_Task details_
Without omitting anything, retype the data that follows.
==============================
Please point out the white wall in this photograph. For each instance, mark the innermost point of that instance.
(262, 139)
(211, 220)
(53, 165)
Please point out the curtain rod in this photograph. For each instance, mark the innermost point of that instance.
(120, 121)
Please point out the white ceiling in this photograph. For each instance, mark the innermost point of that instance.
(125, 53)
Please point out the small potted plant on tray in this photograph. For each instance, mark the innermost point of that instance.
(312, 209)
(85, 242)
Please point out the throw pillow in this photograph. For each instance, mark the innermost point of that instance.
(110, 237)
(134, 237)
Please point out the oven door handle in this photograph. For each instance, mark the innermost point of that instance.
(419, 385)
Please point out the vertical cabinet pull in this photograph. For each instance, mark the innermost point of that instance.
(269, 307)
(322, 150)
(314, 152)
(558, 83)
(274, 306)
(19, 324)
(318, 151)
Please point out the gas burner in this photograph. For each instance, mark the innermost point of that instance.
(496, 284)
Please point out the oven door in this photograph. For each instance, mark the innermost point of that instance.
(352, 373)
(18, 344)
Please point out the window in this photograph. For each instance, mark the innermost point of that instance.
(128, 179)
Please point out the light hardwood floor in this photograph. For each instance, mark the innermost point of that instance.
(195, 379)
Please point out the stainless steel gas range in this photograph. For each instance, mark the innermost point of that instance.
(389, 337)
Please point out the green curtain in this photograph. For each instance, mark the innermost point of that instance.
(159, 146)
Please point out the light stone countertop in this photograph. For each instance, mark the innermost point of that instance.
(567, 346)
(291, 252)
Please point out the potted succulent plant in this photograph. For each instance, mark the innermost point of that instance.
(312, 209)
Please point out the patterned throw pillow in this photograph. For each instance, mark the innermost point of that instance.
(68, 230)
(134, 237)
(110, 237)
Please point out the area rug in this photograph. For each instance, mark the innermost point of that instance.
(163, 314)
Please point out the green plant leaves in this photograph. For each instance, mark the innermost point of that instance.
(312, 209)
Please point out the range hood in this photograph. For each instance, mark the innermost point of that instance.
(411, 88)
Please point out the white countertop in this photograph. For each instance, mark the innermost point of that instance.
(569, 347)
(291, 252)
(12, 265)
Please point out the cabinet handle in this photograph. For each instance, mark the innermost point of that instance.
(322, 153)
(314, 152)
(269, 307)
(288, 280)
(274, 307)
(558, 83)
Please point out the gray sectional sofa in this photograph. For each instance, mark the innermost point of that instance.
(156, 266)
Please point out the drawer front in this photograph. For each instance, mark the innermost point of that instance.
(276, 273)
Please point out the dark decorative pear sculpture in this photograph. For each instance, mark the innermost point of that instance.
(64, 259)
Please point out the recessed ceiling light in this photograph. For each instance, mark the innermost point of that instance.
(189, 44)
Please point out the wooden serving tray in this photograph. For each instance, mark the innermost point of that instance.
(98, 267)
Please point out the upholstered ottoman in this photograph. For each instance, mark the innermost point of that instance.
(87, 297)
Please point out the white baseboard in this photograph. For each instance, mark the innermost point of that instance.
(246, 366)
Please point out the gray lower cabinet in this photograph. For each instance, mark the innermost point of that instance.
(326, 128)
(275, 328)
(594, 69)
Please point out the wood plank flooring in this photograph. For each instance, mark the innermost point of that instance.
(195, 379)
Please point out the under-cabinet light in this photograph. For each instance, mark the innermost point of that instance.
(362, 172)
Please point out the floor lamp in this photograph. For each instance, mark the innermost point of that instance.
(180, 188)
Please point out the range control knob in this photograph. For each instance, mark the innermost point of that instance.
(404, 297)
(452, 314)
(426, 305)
==============================
_Written answer_
Please point out the white wall in this photograph. For each instance, mark the innermost point of that instance.
(262, 139)
(211, 220)
(53, 165)
Please point out the curtain rod in this photograph. For each instance, mark the innermost point of that instance.
(120, 121)
Please point out the white ceiling in this photograph. For each instance, mark the innermost point of that instance.
(125, 53)
Please point out the small potted plant on tray in this photograph. For each instance, mark the innermost point of that instance.
(312, 209)
(85, 242)
Please point out the throw pillow in this photograph. For each instance, mark the innermost point of that instance.
(110, 237)
(134, 237)
Please point out the oven door handle in this photograph. For each instance, mark the innermost point of that instance.
(419, 385)
Please point out the vertical cabinet pull in this photograph. For each instance, mark the innermost point of that instance.
(269, 307)
(322, 150)
(314, 152)
(558, 83)
(274, 306)
(19, 324)
(318, 151)
Please point out the gas burner in this photograph. For each instance, mark the innermost point of that instance.
(496, 284)
Please point out the oven door in this photograph. For each instance, mark the innermost point of that instance.
(352, 373)
(18, 344)
Please point out the window in this photograph. For each instance, mark the innermost point of that instance.
(128, 179)
Please point out the light hardwood floor in this photograph. For each instance, mark the innermost point of that instance.
(195, 379)
Please point out the stainless steel gas range in this photograph. For each instance, mark the innermost point of that instance.
(389, 337)
Please point out the green curtain in this photograph. For each instance, mark the innermost point of that instance.
(159, 146)
Please point out the light stone countertop in this photograph. For each instance, mark the innermost point of that instance.
(567, 346)
(291, 252)
Please point out the potted succulent plant in this photograph. For each instance, mark the innermost point of that instance.
(312, 209)
Please point out the patterned throw pillow in this photograph. For each instance, mark the innermost point of that instance.
(68, 230)
(134, 237)
(110, 237)
Please point out the area rug in this photograph. For each instance, mark the innermost point of that instance.
(163, 314)
Please point out the green plant leaves in this photograph. For each instance, mark the innermost point of that instance.
(312, 209)
Please point out the range hood in this photograph. For each instance, mark the innermost point of that instance.
(411, 88)
Please point out the white countertop in this photograph. For each instance, mark the innermost point of that instance.
(569, 347)
(291, 252)
(12, 265)
Please point out the cabinet handle in this photograph. For each instance, mark the innermost point of that instance.
(322, 153)
(314, 152)
(269, 307)
(288, 280)
(274, 307)
(558, 83)
Please point out the gray sectional sofa in this photograph. For each instance, mark the innermost point of that instance.
(156, 266)
Please point out the drawer front in this photograph. For each instance, mark the innermost point of that instance.
(276, 273)
Please point out the dark decorative pear sculpture in this photograph. For each instance, mark the innermost point of that instance.
(64, 259)
Please point out the recessed ceiling light in this photograph. For each instance, mark the innermost point of that instance.
(189, 44)
Please point out the wooden serving tray in this photograph. For each instance, mark the innermost point of that instance.
(98, 267)
Please point out the upholstered ottoman in this photograph. For each instance, mark the innermost point of that instance.
(87, 297)
Please point out the white baseboard in this photograph. For each instance, mark the innermost point of that instance.
(246, 366)
Please point out the gray lower cabinet in this photograph. For each instance, mark the innermost point of that instance.
(326, 128)
(275, 328)
(594, 69)
Please point out the wood plank flooring in this photograph. For each instance, mark the innermost point of that instance.
(195, 379)
Please point out the under-cabinet light in this photograph. For each instance, mark the innermost point of that instance.
(362, 172)
Please point out the floor lamp in this photograph. For each instance, mark the innermost point of that instance.
(180, 188)
Please point out the range control knob in this photograph. For each instance, mark the innermost point of that instance.
(404, 297)
(452, 314)
(426, 305)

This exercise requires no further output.